WHAT TO PRODUCE: Write the full listing out again, keeping every line exactly as it is.

RECORD EXTRACTS:
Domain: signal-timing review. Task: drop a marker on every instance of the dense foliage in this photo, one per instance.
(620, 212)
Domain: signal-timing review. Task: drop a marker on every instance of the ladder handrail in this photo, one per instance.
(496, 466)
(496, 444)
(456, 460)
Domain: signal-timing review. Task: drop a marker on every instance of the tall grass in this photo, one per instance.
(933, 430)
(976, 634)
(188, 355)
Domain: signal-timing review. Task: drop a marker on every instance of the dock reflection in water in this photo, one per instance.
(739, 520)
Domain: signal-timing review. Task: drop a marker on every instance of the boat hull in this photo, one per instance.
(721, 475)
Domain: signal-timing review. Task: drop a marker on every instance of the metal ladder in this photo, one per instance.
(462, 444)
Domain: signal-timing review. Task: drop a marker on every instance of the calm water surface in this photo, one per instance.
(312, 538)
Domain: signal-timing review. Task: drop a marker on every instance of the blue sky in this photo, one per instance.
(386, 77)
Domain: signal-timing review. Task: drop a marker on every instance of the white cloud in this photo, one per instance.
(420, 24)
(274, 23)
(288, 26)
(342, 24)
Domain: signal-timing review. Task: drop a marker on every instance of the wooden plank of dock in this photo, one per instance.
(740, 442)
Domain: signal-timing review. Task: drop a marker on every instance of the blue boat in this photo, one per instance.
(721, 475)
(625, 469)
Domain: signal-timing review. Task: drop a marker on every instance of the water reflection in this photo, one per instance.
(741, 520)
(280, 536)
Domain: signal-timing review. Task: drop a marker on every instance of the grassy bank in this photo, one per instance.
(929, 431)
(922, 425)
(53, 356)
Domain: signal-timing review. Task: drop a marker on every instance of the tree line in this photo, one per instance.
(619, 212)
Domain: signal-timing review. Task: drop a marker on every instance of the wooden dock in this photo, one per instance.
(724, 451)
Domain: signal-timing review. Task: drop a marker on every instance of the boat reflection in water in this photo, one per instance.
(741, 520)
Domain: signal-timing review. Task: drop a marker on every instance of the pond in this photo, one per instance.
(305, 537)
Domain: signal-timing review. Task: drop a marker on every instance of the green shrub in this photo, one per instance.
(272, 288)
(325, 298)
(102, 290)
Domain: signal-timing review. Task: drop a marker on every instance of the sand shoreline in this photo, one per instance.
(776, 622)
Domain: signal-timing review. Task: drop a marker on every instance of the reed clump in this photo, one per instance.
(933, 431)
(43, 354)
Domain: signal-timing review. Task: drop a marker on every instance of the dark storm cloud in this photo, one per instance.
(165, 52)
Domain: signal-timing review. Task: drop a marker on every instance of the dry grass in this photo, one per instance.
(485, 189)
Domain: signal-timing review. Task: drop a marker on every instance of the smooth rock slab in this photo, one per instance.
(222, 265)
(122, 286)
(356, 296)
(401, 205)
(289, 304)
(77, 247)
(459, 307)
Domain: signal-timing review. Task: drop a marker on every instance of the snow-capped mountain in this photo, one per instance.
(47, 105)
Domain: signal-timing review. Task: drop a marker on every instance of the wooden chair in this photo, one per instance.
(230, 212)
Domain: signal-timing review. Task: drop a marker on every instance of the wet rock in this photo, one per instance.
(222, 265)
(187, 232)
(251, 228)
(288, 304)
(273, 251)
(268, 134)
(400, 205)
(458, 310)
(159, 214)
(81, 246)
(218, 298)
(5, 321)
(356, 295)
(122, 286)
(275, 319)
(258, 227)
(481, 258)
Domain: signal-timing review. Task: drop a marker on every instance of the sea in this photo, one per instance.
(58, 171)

FINISHED EXERCISE:
Domain: signal-timing review. Task: drop a marker on every instance of the dense foliage in this photo, one per instance.
(620, 212)
Domain: signal-timing review. Task: drop a marker on every instance of the ladder handrail in this photo, one per instance.
(496, 466)
(496, 444)
(456, 460)
Domain: signal-timing review. Task: drop a marker on every instance of the tall grass in this photo, one per instance.
(933, 430)
(976, 634)
(188, 355)
Domain: signal-timing review. Task: drop a marker on every instance of the dock reflection in water in this photo, one per instance.
(739, 520)
Domain: signal-timing review. Task: drop a marker on every instance of the boat hull in this photo, one per instance.
(721, 475)
Domain: signal-timing review. Task: drop a marker on every instance of the metal ladder in this photo, one per instance.
(462, 444)
Domain: signal-timing review. Task: drop a marker on every instance of the calm water surface in this photo, one per instance.
(312, 538)
Domain: signal-timing review. Task: drop a marker on every instance of the blue sky in this photo, one per instance.
(386, 77)
Domain: signal-timing review. Task: drop a marker on every instance of the white cloud in this photo, one per instance.
(420, 24)
(274, 23)
(288, 26)
(342, 24)
Domain: signal-timing review. Task: drop a marker on every instance of the wooden plank of dock in this photo, one per instance.
(740, 442)
Domain: signal-timing review. Task: drop a marker on every instance of the blue boat in this photo, one per instance.
(721, 475)
(625, 469)
Domain: signal-timing review. Task: drop a marker on every instance of the water reflection in this photo, one per instance.
(741, 520)
(280, 536)
Domain: signal-timing review. Task: drop a marker on every instance of the grassy bank in this photo, one per instance.
(929, 431)
(922, 425)
(53, 356)
Domain: signal-timing review. Task: drop a marker on every instance of the tree line in this photo, one per instance.
(619, 212)
Domain: signal-timing review. Task: drop a marker on every instance of the wooden dock in this photo, one per instance.
(724, 451)
Domain: signal-timing review. Task: drop a marker on every instance of the boat reflection in water in this photo, one per instance.
(741, 520)
Domain: signal-timing review. Task: drop a marker on every instance of the pond in this photo, one per instance.
(305, 537)
Domain: signal-timing review. Task: drop a marker on every instance of the green shrub in this photo, one per instance.
(272, 288)
(325, 298)
(102, 290)
Domain: signal-timing review. Task: drop a marker on every instance of the sand shoreline in this photo, one per instance.
(776, 622)
Domain: signal-timing review. Task: drop a marker on every instance of the reed clump in this photo, one per instance.
(933, 431)
(43, 354)
Domain: signal-timing review. Task: drop a marker on every instance of the dark storm cloud in this photo, one per instance.
(165, 52)
Domain: signal-timing review. Task: drop a marker on every instance of the dry grass in this photo, one per instance.
(485, 189)
Domain: signal-timing review. Task: drop a marker on every instance of the smooth rock slab in this photo, one per instance.
(222, 265)
(122, 286)
(356, 296)
(401, 205)
(289, 304)
(77, 247)
(459, 307)
Domain: signal-timing review. Task: drop a marker on every instance of the snow-capped mountain in this photo, one per instance.
(47, 105)
Domain: signal-timing review. Task: drop a marker on every instance of the wooden chair in this photo, one per instance.
(230, 212)
Domain: signal-timing review. Task: drop a marker on every instance of the wet rock in this photo, one per instance.
(222, 265)
(187, 232)
(251, 228)
(288, 304)
(273, 251)
(268, 134)
(400, 205)
(458, 310)
(159, 214)
(81, 246)
(218, 298)
(5, 321)
(356, 295)
(122, 286)
(275, 319)
(258, 227)
(481, 258)
Domain: signal-timing review. Task: drop a marker on every instance of the sea in this photo, one per instance.
(58, 171)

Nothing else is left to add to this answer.